The arts are growing in Lancaster but supporters need to be open to different things, Hoober says.

"I'm not confident things happen in Lancaster unless you make them happen," he says.

Local audiences sometimes don't like to take risks, he says.

"The post-modern world is about putting the ucky parts, the terrible parts, of the world in front of us, to try to make some change," he says. "Lancaster doesn't like to see the dirty parts of the world."

Audiences need to more actively support the arts, he adds.

"When I ran Zoetropolis, I got the impression that even if we got Jesus Christ on stage, people wouldn't get off their couches to come and see that," he says.

Gary Smith, co-artistic director of the Theater of the Seventh Sister, says it's hard to make a living at the arts here, or anywhere. You need a quality product, a business structure and funding.

"A lot of people think of artists as flaky," he says, "but you wouldn't be around if you didn't know how to run a business."

A central arts fund for nonprofit groups would help, he says.

Younger folks also need to step up and support the arts, says Ed Fernandez, artistic director of the Ephrata Performing Arts Center.

> **Problem description**: Write out everything in the passage on Lancaster's arts scene from "The arts are" down to "risks, he says.", swapping "confident" for "certain".

> **Recorded data**:

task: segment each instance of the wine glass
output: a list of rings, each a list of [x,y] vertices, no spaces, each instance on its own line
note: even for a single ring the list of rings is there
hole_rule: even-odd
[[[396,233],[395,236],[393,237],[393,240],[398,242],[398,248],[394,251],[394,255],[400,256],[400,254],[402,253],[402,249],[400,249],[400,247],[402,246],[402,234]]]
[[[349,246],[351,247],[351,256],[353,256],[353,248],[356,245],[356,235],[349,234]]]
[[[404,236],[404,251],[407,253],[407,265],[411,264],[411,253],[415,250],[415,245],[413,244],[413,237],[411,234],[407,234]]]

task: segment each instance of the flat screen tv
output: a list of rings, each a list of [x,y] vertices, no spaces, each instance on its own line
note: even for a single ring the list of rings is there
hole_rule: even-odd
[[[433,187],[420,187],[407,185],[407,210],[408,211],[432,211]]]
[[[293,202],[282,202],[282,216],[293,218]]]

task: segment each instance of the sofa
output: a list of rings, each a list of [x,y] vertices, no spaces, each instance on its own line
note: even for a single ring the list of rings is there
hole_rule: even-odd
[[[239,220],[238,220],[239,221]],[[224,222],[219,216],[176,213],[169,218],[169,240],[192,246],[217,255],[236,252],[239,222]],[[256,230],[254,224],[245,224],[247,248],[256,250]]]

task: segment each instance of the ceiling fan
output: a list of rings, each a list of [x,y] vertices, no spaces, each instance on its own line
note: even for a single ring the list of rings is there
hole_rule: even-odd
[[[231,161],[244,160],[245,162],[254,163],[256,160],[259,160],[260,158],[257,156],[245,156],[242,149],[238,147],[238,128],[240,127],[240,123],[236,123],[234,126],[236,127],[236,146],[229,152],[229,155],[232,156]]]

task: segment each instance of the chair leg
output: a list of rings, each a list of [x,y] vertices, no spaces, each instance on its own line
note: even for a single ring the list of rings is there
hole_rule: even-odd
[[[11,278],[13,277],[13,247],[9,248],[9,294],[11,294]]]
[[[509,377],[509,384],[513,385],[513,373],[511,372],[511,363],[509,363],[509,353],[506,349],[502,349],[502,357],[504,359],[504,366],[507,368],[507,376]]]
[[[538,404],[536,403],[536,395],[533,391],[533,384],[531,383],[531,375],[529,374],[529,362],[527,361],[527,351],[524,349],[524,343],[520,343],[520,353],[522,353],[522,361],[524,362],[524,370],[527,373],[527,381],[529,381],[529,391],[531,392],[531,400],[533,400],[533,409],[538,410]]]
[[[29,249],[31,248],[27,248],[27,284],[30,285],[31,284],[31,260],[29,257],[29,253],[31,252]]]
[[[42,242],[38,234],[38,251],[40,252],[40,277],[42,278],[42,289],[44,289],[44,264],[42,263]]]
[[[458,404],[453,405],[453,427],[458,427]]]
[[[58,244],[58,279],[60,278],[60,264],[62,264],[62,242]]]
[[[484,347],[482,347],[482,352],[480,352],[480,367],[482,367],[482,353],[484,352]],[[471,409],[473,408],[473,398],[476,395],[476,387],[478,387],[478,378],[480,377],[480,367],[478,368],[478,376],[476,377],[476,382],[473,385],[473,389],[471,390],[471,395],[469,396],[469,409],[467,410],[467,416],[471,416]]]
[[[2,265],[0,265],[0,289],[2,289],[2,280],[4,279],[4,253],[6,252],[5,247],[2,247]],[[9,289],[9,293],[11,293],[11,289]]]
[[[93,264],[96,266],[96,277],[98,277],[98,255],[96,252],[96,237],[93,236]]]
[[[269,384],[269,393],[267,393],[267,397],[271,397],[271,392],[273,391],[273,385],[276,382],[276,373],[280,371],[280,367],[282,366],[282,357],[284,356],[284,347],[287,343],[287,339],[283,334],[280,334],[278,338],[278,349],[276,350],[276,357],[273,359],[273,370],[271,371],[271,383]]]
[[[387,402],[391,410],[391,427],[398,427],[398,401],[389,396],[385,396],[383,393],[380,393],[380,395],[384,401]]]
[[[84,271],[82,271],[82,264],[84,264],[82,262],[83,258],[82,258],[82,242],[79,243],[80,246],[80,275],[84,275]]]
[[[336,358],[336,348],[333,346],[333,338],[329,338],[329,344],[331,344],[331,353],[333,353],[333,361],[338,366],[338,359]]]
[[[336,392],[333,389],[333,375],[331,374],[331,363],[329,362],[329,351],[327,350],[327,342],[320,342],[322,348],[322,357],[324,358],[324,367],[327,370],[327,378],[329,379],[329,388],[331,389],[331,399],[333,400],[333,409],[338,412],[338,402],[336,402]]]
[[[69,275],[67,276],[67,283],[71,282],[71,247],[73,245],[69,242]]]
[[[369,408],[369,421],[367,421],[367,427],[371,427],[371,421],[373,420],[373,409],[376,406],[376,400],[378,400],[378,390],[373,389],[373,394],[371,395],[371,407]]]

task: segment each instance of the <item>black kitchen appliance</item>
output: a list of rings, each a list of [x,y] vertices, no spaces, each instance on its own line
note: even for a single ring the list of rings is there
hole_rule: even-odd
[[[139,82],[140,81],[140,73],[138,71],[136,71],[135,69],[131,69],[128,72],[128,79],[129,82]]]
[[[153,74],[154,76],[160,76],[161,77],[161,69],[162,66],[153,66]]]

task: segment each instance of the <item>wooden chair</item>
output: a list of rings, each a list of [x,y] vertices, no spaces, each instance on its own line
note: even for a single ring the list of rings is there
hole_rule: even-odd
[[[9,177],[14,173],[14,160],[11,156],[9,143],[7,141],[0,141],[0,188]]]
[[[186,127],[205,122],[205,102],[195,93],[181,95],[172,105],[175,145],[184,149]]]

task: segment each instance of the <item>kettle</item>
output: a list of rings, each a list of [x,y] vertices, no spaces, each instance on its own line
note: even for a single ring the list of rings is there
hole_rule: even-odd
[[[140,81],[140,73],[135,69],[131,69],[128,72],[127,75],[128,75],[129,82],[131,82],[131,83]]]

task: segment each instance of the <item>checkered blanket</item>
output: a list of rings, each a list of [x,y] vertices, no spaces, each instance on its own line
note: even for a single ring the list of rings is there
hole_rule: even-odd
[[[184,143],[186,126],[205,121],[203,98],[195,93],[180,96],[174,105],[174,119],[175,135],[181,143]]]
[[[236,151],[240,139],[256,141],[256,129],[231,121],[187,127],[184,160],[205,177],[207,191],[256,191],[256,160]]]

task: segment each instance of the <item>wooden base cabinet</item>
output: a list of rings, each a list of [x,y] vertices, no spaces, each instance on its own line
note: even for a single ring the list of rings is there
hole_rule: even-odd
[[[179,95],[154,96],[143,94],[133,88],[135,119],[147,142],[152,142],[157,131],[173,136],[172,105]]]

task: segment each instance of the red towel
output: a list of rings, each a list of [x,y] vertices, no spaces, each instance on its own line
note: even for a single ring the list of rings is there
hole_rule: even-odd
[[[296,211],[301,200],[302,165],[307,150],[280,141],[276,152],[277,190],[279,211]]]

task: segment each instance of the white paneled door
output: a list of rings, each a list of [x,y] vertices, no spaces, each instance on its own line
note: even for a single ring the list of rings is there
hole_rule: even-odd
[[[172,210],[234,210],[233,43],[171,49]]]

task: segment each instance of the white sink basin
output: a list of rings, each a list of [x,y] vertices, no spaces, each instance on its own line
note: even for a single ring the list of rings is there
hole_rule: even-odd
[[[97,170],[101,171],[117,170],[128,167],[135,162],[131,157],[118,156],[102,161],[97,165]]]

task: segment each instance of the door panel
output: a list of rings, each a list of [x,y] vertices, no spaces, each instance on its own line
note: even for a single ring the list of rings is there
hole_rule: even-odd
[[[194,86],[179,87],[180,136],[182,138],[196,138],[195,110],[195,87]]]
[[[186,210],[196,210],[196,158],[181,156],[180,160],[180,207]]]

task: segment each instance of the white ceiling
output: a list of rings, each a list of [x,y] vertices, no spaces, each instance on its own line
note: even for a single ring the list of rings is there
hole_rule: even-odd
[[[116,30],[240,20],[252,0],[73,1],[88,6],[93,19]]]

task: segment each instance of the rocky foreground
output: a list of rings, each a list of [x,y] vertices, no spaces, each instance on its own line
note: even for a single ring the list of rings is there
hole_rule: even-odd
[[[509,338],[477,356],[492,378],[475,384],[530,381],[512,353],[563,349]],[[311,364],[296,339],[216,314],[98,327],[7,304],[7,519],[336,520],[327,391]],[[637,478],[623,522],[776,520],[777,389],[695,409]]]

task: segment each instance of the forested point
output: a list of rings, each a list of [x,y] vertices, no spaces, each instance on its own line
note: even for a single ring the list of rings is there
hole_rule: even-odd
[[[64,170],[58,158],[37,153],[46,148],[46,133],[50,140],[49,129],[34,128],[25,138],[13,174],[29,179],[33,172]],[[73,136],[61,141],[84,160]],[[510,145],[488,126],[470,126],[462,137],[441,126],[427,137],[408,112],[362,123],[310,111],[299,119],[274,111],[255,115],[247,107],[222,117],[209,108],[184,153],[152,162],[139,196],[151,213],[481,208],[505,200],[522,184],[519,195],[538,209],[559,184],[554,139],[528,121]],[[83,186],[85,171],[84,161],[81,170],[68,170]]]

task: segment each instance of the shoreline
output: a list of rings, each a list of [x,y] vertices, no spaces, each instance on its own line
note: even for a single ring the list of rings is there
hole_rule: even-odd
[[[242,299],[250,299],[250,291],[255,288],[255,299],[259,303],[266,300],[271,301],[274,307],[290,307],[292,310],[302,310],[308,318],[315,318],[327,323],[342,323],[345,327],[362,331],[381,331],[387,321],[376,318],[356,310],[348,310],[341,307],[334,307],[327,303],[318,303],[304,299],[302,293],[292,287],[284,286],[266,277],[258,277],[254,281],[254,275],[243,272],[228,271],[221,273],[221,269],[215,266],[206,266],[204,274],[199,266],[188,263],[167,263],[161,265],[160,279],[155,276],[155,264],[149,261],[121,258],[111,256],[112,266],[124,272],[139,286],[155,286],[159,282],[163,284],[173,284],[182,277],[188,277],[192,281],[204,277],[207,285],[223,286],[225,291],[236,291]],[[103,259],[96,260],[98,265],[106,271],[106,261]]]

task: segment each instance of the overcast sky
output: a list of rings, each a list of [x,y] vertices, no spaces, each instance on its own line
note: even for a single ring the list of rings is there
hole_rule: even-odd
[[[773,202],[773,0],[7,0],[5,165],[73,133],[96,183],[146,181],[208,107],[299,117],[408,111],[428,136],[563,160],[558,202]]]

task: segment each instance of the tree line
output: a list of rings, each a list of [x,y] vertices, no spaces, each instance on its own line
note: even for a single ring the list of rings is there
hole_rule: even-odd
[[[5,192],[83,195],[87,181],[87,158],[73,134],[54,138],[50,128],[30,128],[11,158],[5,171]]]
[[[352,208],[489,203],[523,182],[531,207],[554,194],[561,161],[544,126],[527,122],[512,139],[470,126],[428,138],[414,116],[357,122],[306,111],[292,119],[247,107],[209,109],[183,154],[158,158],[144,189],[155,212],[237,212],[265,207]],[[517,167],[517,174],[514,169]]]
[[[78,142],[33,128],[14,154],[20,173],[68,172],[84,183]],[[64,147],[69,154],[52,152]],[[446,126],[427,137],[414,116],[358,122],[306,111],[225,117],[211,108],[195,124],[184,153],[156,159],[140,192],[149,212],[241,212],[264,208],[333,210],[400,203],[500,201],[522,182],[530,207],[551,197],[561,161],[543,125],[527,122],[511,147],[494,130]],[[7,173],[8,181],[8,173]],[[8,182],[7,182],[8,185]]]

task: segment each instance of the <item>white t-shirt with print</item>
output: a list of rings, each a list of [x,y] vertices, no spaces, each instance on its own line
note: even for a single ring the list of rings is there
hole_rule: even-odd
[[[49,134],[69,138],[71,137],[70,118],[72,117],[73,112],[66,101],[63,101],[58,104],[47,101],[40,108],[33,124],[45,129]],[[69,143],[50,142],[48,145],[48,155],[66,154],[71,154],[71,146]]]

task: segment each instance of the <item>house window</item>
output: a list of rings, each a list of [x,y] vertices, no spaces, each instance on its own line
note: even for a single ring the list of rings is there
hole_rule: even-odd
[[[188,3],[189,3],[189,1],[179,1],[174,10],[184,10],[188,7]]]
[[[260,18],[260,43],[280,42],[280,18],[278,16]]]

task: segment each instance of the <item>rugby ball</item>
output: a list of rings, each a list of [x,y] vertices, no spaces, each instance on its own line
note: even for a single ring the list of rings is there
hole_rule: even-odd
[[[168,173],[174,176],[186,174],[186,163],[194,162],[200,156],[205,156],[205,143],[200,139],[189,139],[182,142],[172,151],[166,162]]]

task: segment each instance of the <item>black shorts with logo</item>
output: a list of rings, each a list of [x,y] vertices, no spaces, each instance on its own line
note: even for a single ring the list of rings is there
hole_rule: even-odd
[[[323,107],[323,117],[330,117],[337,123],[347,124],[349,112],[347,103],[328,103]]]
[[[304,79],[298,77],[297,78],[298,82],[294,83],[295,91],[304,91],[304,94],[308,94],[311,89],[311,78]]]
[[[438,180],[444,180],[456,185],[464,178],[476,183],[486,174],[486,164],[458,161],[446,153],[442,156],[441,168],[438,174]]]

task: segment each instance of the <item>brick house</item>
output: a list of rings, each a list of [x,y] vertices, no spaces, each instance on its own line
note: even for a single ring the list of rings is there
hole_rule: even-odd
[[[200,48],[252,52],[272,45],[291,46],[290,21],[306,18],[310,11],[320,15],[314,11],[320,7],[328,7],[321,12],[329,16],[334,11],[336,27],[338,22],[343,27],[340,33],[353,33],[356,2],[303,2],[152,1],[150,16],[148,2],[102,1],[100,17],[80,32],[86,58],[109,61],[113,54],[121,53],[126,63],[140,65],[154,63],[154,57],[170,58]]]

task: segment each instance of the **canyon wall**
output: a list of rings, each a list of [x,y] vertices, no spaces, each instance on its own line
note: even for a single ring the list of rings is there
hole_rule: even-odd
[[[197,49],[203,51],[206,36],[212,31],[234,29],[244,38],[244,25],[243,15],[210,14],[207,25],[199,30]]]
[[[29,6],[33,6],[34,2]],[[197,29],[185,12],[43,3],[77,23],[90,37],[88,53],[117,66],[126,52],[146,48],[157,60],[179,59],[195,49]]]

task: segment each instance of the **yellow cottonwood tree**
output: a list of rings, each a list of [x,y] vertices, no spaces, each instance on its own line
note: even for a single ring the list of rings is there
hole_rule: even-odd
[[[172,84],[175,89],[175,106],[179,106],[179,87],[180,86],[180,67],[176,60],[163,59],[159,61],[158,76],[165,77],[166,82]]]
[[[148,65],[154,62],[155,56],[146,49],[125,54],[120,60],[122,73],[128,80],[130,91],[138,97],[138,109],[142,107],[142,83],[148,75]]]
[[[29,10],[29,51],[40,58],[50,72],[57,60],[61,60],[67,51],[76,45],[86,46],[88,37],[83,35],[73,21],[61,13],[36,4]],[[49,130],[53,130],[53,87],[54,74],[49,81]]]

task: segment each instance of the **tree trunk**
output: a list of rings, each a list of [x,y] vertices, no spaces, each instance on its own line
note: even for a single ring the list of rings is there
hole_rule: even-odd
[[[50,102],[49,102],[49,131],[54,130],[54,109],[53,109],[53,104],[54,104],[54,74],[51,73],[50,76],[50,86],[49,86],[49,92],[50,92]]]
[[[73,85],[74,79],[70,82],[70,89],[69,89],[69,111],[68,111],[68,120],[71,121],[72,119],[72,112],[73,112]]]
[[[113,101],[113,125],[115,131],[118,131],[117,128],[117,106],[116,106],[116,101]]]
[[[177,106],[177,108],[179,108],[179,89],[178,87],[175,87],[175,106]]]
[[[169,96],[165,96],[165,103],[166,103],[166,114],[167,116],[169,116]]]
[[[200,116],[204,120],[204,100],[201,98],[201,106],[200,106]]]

> **Right answer**:
The arts are growing in Lancaster but supporters need to be open to different things, Hoober says.

"I'm not certain things happen in Lancaster unless you make them happen," he says.

Local audiences sometimes don't like to take risks, he says.